> **PROVIDED RECORDS**:
--

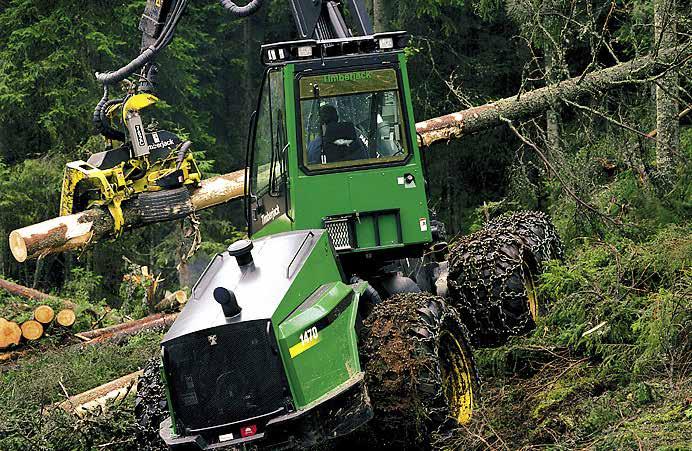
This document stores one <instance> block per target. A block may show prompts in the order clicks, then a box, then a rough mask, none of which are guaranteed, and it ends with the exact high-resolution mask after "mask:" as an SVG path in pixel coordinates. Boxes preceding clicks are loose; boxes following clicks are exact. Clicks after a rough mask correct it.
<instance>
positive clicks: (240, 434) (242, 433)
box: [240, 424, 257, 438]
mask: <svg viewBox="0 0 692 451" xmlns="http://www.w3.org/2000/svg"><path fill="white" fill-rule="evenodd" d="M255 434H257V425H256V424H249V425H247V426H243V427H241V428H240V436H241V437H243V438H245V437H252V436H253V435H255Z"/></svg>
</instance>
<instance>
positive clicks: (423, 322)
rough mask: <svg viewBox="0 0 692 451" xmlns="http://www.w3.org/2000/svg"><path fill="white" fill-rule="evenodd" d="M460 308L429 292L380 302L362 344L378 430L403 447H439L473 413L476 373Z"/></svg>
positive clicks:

--

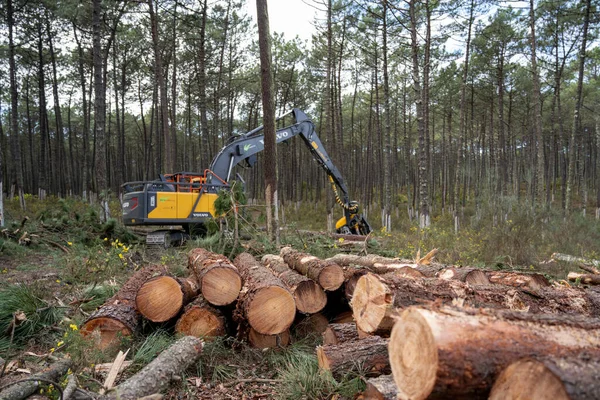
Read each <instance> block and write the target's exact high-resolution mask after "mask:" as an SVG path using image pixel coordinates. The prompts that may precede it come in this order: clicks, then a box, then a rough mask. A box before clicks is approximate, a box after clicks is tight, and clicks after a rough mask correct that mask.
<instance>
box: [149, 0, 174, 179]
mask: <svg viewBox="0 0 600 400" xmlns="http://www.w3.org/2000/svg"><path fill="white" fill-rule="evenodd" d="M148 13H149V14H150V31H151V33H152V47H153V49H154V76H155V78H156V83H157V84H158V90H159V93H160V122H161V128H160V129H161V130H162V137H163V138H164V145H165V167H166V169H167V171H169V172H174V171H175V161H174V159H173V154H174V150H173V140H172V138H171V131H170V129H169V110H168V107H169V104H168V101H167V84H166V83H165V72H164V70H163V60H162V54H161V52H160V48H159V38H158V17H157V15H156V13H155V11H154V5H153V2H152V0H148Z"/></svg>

--

> **BRIEF**: In the entries above, find the line holding "This document stores" and the line holding "rough mask: <svg", then retype exactly those two lines and every line between them, and nothing else.

> **EXERCISE RESULT**:
This document stores one <instance> block per target. A block may show prompts in the order clicks, then a box, then a rough mask, none of which are guaranteed, and it ends with the exact high-resolution mask after "mask:" as an SVG path in pixel coordinates. Boxes preceding clicks are loose; boxes following clicks are exact. Clicks after a rough mask correct it.
<instance>
positive clicks: (240, 434) (242, 433)
box: [240, 424, 257, 438]
mask: <svg viewBox="0 0 692 451" xmlns="http://www.w3.org/2000/svg"><path fill="white" fill-rule="evenodd" d="M255 434H257V425H256V424H249V425H247V426H243V427H241V428H240V436H241V437H243V438H245V437H252V436H253V435H255Z"/></svg>
</instance>
<instance>
positive clicks: (423, 322)
rough mask: <svg viewBox="0 0 692 451" xmlns="http://www.w3.org/2000/svg"><path fill="white" fill-rule="evenodd" d="M460 308L429 292L380 302L362 344L378 430L403 447H439L473 413L476 373Z"/></svg>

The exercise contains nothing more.